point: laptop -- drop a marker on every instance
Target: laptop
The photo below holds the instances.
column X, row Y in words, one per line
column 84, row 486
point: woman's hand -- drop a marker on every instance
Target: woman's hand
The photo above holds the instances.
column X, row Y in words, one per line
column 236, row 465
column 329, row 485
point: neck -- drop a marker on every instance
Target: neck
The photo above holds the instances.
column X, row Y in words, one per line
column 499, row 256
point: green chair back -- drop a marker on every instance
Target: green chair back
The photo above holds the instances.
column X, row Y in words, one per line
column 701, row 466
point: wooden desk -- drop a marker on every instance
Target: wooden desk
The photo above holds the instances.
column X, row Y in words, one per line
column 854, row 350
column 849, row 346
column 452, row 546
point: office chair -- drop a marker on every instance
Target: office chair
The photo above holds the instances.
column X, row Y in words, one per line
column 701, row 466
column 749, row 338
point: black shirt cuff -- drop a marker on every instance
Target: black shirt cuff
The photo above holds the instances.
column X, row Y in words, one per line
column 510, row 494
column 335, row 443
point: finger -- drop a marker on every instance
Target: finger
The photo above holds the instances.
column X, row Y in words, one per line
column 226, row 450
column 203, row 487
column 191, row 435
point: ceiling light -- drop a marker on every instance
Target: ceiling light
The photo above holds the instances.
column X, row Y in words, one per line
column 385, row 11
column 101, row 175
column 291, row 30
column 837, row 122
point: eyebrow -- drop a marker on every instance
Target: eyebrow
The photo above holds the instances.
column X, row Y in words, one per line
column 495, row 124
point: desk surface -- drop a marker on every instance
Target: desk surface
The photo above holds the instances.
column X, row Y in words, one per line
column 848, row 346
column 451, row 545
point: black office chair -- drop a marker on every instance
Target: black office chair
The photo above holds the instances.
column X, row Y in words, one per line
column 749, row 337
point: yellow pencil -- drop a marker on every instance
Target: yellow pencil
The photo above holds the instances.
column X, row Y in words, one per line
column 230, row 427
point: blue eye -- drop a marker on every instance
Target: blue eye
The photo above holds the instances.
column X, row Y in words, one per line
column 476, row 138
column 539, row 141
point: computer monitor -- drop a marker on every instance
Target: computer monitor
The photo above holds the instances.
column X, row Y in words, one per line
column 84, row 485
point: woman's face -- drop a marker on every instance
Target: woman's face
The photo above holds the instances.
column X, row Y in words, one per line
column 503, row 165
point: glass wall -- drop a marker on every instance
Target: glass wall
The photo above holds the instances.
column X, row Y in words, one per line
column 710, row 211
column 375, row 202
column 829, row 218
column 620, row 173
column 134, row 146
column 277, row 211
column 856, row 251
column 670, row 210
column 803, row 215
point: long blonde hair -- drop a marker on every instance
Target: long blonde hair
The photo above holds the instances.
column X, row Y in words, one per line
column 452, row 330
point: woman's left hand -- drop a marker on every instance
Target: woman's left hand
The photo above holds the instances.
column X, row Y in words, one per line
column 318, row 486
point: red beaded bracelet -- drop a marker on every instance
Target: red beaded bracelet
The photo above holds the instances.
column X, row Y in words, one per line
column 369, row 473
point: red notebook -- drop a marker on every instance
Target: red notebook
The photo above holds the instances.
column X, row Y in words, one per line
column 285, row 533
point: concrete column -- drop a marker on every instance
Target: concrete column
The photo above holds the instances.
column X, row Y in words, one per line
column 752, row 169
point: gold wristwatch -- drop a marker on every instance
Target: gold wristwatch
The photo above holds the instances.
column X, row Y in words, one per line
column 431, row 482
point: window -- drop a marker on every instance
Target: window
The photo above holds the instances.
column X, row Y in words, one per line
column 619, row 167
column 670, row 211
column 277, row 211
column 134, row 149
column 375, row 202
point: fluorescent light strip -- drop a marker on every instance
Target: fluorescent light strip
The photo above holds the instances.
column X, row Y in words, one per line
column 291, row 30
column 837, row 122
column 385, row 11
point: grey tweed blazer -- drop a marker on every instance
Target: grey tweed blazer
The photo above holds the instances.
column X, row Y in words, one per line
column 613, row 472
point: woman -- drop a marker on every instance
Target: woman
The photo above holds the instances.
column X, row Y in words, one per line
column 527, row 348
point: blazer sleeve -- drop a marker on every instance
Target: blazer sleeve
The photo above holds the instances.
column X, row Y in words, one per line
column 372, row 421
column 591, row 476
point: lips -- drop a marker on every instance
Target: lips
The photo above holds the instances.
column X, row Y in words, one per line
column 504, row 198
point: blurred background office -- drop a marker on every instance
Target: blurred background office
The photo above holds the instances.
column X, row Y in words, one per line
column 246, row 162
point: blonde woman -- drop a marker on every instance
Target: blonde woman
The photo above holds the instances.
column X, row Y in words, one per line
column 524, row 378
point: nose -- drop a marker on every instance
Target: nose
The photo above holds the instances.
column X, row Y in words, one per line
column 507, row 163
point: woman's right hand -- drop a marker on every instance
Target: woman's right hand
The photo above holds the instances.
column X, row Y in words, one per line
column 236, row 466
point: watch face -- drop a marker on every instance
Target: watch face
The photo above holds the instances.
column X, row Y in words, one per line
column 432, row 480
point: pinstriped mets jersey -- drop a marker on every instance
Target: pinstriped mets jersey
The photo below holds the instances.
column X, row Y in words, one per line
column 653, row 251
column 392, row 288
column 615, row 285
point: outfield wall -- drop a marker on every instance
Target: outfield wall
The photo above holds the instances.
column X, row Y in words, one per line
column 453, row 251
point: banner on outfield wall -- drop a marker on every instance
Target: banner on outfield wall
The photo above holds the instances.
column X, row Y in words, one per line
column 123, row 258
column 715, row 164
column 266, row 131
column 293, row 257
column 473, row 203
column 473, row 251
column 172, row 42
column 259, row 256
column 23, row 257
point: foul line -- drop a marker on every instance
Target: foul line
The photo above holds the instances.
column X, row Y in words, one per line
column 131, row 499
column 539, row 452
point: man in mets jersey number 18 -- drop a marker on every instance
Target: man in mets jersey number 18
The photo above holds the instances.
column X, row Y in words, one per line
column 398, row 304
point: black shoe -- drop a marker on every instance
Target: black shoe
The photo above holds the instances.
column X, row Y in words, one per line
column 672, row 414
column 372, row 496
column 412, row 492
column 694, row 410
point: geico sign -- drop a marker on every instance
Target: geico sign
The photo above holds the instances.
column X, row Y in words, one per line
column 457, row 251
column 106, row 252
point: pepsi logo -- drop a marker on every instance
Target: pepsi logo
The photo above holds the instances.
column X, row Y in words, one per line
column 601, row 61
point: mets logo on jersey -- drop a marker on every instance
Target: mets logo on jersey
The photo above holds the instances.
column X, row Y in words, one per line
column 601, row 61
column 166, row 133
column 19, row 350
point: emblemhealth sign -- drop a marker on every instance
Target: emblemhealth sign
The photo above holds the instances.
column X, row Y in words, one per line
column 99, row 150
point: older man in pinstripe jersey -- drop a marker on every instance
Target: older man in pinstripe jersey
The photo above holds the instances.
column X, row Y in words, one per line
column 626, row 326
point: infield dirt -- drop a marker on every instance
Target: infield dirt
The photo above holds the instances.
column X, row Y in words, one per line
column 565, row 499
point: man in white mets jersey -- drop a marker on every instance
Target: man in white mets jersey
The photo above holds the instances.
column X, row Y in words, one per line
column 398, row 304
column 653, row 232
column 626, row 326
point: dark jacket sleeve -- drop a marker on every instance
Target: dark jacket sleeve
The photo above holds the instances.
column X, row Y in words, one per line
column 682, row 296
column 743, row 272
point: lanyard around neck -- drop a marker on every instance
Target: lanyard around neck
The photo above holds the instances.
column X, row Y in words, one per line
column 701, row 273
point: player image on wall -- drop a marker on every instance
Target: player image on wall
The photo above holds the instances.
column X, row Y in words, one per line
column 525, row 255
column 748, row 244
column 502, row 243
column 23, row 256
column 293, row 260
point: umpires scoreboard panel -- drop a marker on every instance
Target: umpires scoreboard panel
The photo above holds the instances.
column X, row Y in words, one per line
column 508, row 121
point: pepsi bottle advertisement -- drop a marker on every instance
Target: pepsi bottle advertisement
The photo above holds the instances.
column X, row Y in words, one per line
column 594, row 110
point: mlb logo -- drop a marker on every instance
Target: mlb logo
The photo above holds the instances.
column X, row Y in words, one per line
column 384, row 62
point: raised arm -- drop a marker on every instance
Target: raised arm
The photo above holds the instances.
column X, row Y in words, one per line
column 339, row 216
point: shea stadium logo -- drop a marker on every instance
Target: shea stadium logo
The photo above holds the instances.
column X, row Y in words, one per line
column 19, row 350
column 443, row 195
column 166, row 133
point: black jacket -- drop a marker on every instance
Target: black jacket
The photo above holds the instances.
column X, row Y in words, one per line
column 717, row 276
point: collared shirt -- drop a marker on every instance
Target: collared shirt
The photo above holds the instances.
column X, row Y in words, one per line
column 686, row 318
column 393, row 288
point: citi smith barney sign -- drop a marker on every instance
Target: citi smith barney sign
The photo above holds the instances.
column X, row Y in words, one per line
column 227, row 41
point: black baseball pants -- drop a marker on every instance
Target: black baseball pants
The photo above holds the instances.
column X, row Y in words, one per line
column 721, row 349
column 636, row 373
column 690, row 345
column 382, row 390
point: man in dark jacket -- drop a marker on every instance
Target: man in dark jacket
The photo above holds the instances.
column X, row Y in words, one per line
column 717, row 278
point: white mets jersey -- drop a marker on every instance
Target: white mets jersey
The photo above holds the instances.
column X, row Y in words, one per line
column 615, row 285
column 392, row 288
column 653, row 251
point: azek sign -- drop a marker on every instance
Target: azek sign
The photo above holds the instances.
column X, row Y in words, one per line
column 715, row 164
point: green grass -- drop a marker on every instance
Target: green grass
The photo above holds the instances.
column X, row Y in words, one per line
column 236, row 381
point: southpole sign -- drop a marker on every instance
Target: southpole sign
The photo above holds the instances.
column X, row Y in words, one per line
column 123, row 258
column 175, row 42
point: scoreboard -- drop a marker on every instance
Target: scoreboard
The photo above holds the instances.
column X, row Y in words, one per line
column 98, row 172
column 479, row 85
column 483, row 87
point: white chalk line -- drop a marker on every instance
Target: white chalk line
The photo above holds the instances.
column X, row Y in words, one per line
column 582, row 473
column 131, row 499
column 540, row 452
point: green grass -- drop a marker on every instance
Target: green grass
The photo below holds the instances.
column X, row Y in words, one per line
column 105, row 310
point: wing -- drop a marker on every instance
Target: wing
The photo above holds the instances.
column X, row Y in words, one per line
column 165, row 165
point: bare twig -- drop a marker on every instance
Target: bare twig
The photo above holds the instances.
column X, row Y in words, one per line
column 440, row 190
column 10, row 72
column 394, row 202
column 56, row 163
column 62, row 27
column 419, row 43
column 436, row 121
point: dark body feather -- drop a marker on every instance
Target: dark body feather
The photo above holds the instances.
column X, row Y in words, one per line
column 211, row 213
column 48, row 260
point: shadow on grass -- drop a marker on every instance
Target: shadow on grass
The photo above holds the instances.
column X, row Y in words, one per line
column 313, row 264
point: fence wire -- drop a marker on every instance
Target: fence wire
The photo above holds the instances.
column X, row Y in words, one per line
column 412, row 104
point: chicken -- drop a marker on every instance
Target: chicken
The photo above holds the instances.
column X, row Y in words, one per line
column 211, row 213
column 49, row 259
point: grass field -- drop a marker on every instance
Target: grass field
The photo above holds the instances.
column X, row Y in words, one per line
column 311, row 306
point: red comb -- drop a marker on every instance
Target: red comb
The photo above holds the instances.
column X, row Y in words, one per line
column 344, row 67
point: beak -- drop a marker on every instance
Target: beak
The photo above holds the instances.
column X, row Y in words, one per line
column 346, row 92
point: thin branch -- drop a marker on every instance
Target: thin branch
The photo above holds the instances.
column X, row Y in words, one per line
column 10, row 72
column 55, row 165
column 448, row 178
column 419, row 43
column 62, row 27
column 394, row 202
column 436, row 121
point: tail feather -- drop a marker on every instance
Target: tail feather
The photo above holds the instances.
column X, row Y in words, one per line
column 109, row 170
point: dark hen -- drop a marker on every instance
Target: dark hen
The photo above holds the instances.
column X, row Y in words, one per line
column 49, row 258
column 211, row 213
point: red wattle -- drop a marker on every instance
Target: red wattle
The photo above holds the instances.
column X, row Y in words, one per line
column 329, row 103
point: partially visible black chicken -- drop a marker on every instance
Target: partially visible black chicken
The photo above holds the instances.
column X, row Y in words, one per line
━━━━━━
▶ Task prompt: Copy the data from the line that has "point: fence wire" through the line that has "column 49, row 259", substituting "hen" for "chicken" and leaving everything else untouched.

▶ Answer to the problem:
point: fence wire -- drop a marker on every instance
Target: fence wire
The photo above holds the instances.
column X, row Y in words, one per line
column 412, row 104
point: hen -- drop a marker on every instance
Target: hen
The photo above holds the instances.
column X, row Y in words, one per line
column 211, row 213
column 49, row 259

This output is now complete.